» **What is being asked**
What is needed here is every entry, retyped exactly.

» **Records for the task**
▽
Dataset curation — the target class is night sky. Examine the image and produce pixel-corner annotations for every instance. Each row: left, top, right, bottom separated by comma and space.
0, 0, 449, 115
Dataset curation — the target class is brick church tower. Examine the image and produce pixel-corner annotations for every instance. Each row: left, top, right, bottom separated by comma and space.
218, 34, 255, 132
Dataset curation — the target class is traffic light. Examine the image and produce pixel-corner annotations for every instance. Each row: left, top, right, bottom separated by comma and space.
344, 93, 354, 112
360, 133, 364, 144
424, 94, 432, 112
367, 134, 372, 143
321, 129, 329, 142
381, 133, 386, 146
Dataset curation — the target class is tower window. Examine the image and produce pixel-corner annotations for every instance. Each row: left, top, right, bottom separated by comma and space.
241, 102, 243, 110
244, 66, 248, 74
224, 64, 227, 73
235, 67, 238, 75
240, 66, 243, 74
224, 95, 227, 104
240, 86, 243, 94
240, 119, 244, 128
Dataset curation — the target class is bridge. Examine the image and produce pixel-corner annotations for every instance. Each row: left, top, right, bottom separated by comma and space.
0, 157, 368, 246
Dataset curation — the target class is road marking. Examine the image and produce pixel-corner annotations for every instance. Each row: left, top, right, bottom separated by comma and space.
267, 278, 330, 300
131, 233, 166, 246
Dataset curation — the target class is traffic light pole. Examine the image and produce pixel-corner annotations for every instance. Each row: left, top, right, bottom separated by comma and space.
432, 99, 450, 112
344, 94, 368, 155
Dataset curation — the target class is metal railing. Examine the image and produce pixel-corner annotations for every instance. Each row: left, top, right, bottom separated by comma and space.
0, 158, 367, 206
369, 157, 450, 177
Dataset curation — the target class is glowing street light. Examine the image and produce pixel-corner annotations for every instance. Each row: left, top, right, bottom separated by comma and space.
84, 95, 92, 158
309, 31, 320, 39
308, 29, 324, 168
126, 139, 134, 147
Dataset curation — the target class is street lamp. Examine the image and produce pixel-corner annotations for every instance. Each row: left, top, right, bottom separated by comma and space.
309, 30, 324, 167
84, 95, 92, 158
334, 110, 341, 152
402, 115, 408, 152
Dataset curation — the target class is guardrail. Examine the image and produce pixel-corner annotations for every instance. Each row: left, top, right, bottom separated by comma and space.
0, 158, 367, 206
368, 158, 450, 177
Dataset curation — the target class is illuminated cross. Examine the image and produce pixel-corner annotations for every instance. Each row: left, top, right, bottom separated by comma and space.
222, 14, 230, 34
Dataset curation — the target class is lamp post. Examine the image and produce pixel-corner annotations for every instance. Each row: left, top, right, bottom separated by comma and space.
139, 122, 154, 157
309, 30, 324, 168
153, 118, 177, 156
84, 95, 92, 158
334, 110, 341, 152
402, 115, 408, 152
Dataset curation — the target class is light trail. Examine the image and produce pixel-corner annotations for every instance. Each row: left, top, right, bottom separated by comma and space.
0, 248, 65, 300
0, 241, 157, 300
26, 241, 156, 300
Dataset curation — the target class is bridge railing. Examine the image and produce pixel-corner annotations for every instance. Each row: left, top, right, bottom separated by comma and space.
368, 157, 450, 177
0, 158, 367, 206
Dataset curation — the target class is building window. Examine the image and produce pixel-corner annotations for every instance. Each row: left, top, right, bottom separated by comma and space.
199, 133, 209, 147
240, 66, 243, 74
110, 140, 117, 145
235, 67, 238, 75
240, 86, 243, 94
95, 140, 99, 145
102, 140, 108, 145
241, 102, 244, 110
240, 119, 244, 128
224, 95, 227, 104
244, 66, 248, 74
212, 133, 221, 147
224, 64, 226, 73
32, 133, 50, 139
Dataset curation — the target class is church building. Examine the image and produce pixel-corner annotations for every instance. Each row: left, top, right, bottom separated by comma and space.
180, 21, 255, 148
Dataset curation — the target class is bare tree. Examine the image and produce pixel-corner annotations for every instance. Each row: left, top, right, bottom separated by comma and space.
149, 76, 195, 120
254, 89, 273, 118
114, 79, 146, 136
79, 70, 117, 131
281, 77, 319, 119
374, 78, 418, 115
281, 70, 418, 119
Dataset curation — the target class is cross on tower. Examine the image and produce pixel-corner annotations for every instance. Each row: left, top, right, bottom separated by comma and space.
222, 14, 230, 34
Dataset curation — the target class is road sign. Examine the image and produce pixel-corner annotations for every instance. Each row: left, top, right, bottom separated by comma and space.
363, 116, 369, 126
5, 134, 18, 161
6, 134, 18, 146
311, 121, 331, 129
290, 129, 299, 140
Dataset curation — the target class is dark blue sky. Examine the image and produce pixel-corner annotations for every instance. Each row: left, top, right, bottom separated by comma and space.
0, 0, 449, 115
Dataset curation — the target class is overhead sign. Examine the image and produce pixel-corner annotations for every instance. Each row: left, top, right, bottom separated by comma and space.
△
» **Problem solution**
Dataset curation — the target class is night sky. Examine the image and produce pixel-corner annotations for every instance. Each row: left, top, right, bottom separated by comma and space.
0, 0, 449, 115
Dataset curation — the target class is brick church tower. Examine the image and produce pixel-corner annotations for every instance. Each row: left, top, right, bottom separated by comma and space.
218, 34, 255, 132
Dataset curation — the target class is traffic light. Examine the image and produce pixel-corner annotations for every instance. Each row: left, top, right, bottom separated by comma and space.
344, 93, 354, 112
360, 133, 364, 144
424, 94, 432, 112
367, 134, 372, 143
321, 129, 329, 142
381, 133, 386, 146
Dataset curation — the target class is tower window. Examine the image and produce pixel-corner annotations for every instance. Each row: left, top, right, bottom separated by comma and space.
241, 102, 243, 110
244, 66, 248, 74
224, 64, 227, 73
235, 67, 238, 75
240, 66, 243, 74
224, 95, 227, 104
240, 86, 243, 94
240, 119, 244, 128
Dataset curation — the target class is bridge. Examine the image and produce pixel-corner annotations for every instance. Each row: left, top, right, bottom separated by comma and space.
0, 157, 368, 246
Dataset curation — the target class is road marking. Examine the image and produce pixel-corner annotations for every instance. Each row: left, top, right, bottom separated by comma and space.
267, 278, 330, 300
131, 233, 166, 246
Dataset curation — the target class is traffic light pole. Examine the image and produce pixel-corner annotations for every instance. Each row: left, top, right, bottom separated by comma and space.
432, 99, 450, 112
344, 94, 368, 155
Dataset curation — the target class is metal railing. Examine the image and produce pixel-corner annotations for every instance. Each row: left, top, right, bottom separated by comma and space.
0, 158, 367, 206
369, 157, 450, 177
Dataset curation — the target class is glowing street light. Examine the image and produce pixel-corner annotations for every instance. Each row: left, top, right, bottom separated by comma and space.
84, 95, 92, 158
309, 31, 320, 39
308, 29, 324, 168
126, 139, 134, 147
Dataset curation — the target class is street lamp. Examine the image and produce pixel-corner annotations for every instance. Each row: left, top, right, bottom separated by comma and space.
309, 30, 324, 167
84, 95, 92, 158
334, 110, 341, 152
402, 115, 408, 152
Dataset curation — the target class is guardrail. Examine the image and produce pixel-corner annotations for every instance. Each row: left, top, right, bottom separated by comma and space.
0, 158, 367, 206
368, 158, 450, 177
Dataset curation — the target class is illuminated cross. Examine the image and produce pixel-corner annotations for every instance. Each row: left, top, right, bottom separated by comma and space.
222, 14, 230, 34
Dataset curation — the target class is lamp post. Examine the image and produce pixel-corner annotations for every instance. Each row: left, top, right, bottom separated by comma and space.
139, 122, 154, 157
309, 30, 324, 168
153, 118, 177, 156
84, 95, 92, 158
334, 110, 341, 152
402, 115, 408, 152
Dataset curation — the target class is light trail. Examine the image and produce pixel-corner annotations for every instance. Each row: left, top, right, bottom separated by comma and space.
0, 248, 65, 300
0, 241, 157, 300
26, 241, 156, 300
Dataset curation — the target class is bridge railing. Examine the image and produce pixel-corner annotations for every instance. Each row: left, top, right, bottom separated by comma and space.
368, 157, 450, 177
0, 158, 367, 206
Dataset curation — the target class is building window. Examine the image and produce pixel-corner annotations for every instance. Each row: left, top, right, bottom separated by comma and space.
199, 133, 209, 147
240, 66, 243, 74
110, 140, 117, 145
235, 67, 238, 75
240, 86, 243, 94
95, 140, 99, 145
102, 140, 108, 145
241, 102, 244, 110
240, 119, 244, 128
224, 95, 227, 104
244, 66, 248, 74
212, 133, 221, 147
224, 64, 226, 73
32, 133, 50, 139
Dataset curation — the target class is church building. Examine the image and produce pixel-corner annotations for every instance. Each row: left, top, right, bottom separated by comma and space.
180, 21, 255, 148
Dataset curation — the target class is bare tree. Examine the image and produce pixel-corner annotations for every instance. Each row: left, top, right, bottom separated by comma and space.
149, 76, 195, 120
254, 89, 273, 118
114, 79, 146, 136
79, 70, 117, 131
281, 77, 319, 119
374, 78, 418, 115
281, 70, 418, 119
Dataset curation — the target class is cross on tower. Examine the image and produce pixel-corner annotations for every instance. Each row: left, top, right, bottom separated by comma and space.
222, 14, 230, 34
Dataset curation — the target class is road sign. Examine the image and produce pixel-corner annotations for every instance. Each row: left, top, right, bottom separated by comma and space.
363, 116, 369, 126
5, 134, 18, 161
6, 134, 18, 146
311, 121, 331, 129
290, 129, 299, 140
Dataset curation — the target class is dark blue sky. Examine the image and produce pixel-corner annotations for every instance. Each row: left, top, right, bottom separated by comma and space.
0, 0, 449, 115
Dataset curation — the target class is overhead sign. Examine the image and produce pixel-corner annotations for every instance. Each row: left, top, right, bottom separated by comma and space.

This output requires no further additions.